Written instruction: Type out the material below exactly.

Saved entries
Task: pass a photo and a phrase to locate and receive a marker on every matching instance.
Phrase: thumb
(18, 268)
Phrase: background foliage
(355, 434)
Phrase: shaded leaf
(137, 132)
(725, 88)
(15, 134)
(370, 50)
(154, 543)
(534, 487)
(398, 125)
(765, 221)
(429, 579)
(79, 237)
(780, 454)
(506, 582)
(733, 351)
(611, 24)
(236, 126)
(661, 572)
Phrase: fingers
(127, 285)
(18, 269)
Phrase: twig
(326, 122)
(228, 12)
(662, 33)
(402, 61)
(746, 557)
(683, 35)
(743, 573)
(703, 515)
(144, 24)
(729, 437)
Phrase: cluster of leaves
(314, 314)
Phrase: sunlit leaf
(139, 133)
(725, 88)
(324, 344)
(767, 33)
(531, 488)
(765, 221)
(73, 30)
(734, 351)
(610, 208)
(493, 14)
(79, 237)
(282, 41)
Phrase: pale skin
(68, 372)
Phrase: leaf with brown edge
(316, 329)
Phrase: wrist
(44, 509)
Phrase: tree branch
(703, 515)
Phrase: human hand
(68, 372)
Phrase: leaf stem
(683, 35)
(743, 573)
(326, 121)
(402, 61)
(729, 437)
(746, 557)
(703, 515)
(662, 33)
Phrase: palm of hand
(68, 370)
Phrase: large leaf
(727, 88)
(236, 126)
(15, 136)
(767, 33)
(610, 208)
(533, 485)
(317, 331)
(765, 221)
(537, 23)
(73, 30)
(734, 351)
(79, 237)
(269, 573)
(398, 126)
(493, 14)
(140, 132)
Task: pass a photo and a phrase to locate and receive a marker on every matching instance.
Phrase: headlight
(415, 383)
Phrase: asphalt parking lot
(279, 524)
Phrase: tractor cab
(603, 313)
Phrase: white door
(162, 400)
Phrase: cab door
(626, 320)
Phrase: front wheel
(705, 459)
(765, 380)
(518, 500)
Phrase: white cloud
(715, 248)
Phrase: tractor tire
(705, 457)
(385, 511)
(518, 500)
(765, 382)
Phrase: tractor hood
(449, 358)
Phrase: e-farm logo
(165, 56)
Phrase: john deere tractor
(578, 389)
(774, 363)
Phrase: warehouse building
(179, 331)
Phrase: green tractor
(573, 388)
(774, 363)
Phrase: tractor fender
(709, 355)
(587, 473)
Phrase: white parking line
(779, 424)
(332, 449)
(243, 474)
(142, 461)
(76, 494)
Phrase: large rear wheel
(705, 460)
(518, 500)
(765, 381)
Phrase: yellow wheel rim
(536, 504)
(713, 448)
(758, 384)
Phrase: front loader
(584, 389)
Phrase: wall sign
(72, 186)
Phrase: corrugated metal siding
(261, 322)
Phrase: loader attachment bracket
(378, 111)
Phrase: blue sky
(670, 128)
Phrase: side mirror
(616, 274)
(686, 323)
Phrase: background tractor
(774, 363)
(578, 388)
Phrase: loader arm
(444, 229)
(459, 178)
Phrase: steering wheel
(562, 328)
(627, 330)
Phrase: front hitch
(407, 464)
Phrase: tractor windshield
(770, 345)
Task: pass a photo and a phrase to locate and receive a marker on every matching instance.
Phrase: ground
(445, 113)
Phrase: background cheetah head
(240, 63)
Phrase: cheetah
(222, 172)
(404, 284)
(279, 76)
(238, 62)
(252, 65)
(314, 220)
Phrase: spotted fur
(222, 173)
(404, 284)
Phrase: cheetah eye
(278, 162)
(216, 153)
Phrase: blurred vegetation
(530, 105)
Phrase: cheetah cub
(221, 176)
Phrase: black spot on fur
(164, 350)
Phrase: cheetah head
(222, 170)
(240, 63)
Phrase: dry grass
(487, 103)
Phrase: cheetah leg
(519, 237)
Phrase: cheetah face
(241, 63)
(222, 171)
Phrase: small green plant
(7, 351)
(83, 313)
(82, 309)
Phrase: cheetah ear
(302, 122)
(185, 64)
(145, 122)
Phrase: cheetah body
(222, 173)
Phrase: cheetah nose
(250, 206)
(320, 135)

Task response:
Task: pass a photo and a phrase to locate and receive a marker on every matching instance.
Phrase: thumb
(18, 268)
Phrase: background foliage
(355, 434)
Phrase: shaded leaf
(137, 132)
(725, 88)
(15, 134)
(370, 50)
(154, 543)
(534, 487)
(398, 125)
(765, 221)
(429, 579)
(79, 237)
(780, 454)
(506, 582)
(733, 351)
(611, 24)
(236, 126)
(661, 572)
Phrase: fingers
(127, 285)
(18, 269)
Phrase: twig
(326, 122)
(228, 12)
(662, 33)
(402, 61)
(746, 557)
(683, 35)
(743, 573)
(703, 515)
(144, 24)
(729, 437)
Phrase: cluster of leaves
(314, 314)
Phrase: sunlit leaf
(139, 133)
(725, 88)
(324, 344)
(767, 33)
(531, 488)
(765, 221)
(73, 30)
(734, 351)
(610, 208)
(493, 14)
(79, 237)
(282, 41)
Phrase: pale skin
(68, 372)
Phrase: leaf with brown edge
(316, 329)
Phrase: wrist
(44, 509)
Phrase: tree branch
(703, 515)
Phrase: human hand
(68, 372)
Phrase: leaf stem
(683, 35)
(743, 573)
(326, 121)
(402, 61)
(729, 437)
(746, 557)
(703, 515)
(662, 33)
Phrase: palm of hand
(68, 370)
Phrase: large leaf
(727, 88)
(236, 126)
(15, 136)
(767, 33)
(610, 208)
(533, 485)
(317, 331)
(765, 221)
(537, 23)
(73, 30)
(734, 351)
(79, 237)
(269, 573)
(398, 126)
(493, 14)
(140, 132)
Task: pass a photo and a phrase to locate and receive a marker on every matching instance.
Phrase: headlight
(415, 383)
Phrase: asphalt parking lot
(279, 524)
Phrase: tractor cab
(603, 313)
Phrase: white door
(162, 400)
Phrase: cab door
(626, 320)
Phrase: front wheel
(705, 459)
(765, 380)
(518, 500)
Phrase: white cloud
(715, 248)
Phrase: tractor tire
(705, 457)
(385, 511)
(518, 500)
(765, 382)
Phrase: tractor hood
(449, 358)
Phrase: e-farm logo
(165, 56)
Phrase: john deere tractor
(578, 389)
(774, 363)
Phrase: warehouse building
(179, 331)
Phrase: green tractor
(573, 388)
(774, 363)
Phrase: tractor fender
(709, 355)
(587, 473)
Phrase: white parking line
(779, 424)
(332, 449)
(243, 474)
(142, 461)
(76, 494)
Phrase: large rear wheel
(705, 460)
(518, 500)
(765, 381)
Phrase: yellow wheel rim
(536, 504)
(713, 448)
(758, 384)
Phrase: front loader
(584, 389)
Phrase: wall sign
(72, 186)
Phrase: corrugated metal siding
(261, 322)
Phrase: loader attachment bracket
(378, 111)
Phrase: blue sky
(670, 128)
Phrase: side mirror
(616, 274)
(686, 323)
Phrase: background tractor
(774, 363)
(578, 388)
Phrase: loader arm
(444, 229)
(459, 178)
Phrase: steering wheel
(562, 328)
(627, 330)
Phrase: front hitch
(407, 464)
Phrase: tractor windshield
(770, 345)
Task: pass a photo and a phrase to locate and receive a marker on every matching instance.
Phrase: ground
(445, 113)
Phrase: background cheetah head
(240, 63)
Phrase: cheetah
(222, 172)
(404, 284)
(279, 76)
(238, 62)
(252, 65)
(314, 220)
Phrase: spotted fur
(222, 173)
(404, 284)
Phrase: cheetah eye
(278, 162)
(216, 153)
Phrase: blurred vegetation
(530, 105)
Phrase: cheetah cub
(221, 176)
Phrase: black spot on fur
(164, 350)
Phrase: cheetah head
(222, 170)
(240, 63)
Phrase: dry grass
(487, 103)
Phrase: cheetah leg
(519, 237)
Phrase: cheetah face
(241, 63)
(222, 171)
Phrase: small green plant
(7, 351)
(83, 313)
(82, 309)
Phrase: cheetah ear
(302, 122)
(185, 64)
(145, 122)
Phrase: cheetah body
(222, 173)
Phrase: cheetah nose
(250, 206)
(320, 135)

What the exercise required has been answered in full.